The exercise
Pull out each line of the data that contains the string "horse", treating case as significant.

##### Records to process #####

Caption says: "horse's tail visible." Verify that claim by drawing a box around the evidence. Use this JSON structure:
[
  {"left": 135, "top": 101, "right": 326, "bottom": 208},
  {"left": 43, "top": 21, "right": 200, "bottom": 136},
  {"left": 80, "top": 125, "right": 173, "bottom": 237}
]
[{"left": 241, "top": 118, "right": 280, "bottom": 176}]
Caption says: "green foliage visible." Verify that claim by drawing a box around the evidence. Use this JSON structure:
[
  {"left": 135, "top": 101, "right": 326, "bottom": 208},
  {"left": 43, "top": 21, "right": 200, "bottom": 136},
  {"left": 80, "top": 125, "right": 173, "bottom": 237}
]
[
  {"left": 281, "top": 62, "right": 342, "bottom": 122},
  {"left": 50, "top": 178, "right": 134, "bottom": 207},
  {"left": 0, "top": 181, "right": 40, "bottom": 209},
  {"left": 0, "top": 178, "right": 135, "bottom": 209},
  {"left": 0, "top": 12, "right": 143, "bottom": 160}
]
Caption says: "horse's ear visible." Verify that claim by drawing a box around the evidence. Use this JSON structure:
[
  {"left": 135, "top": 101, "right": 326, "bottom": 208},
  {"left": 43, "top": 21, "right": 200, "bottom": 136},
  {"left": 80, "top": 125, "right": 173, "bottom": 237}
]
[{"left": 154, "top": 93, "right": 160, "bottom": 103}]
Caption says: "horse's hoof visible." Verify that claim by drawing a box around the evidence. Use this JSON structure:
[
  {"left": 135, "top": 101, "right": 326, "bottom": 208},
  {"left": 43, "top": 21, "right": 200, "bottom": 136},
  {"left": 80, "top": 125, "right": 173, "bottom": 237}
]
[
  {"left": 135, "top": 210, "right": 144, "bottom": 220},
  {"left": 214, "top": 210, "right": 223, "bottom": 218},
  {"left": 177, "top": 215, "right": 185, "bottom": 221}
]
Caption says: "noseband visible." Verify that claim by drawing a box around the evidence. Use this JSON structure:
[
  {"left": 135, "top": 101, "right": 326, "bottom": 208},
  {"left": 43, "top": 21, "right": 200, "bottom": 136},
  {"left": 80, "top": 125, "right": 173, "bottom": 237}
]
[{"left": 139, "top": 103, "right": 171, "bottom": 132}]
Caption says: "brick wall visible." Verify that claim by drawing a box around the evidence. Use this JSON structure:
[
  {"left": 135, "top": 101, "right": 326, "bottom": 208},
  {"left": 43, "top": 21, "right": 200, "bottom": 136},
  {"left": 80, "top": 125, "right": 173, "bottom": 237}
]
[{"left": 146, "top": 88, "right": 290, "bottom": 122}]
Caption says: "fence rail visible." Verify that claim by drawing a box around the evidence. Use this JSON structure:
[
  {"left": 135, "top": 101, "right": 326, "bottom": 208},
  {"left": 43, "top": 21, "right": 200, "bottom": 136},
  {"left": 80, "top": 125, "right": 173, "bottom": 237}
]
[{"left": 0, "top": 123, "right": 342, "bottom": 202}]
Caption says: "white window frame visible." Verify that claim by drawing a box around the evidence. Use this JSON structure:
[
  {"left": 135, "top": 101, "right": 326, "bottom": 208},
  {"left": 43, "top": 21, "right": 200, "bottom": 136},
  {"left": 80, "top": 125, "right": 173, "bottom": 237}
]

#####

Response to this exercise
Caption says: "horse's tail visible." Verify that claim by drawing a box around the evidence. Use this JSON structure:
Caption says: "horse's ear visible." Verify that claim by drawing a box around the evidence. Use this JSON structure:
Caption says: "horse's hoof visible." Verify that claim by drawing a box around the evidence. Use this JSON structure:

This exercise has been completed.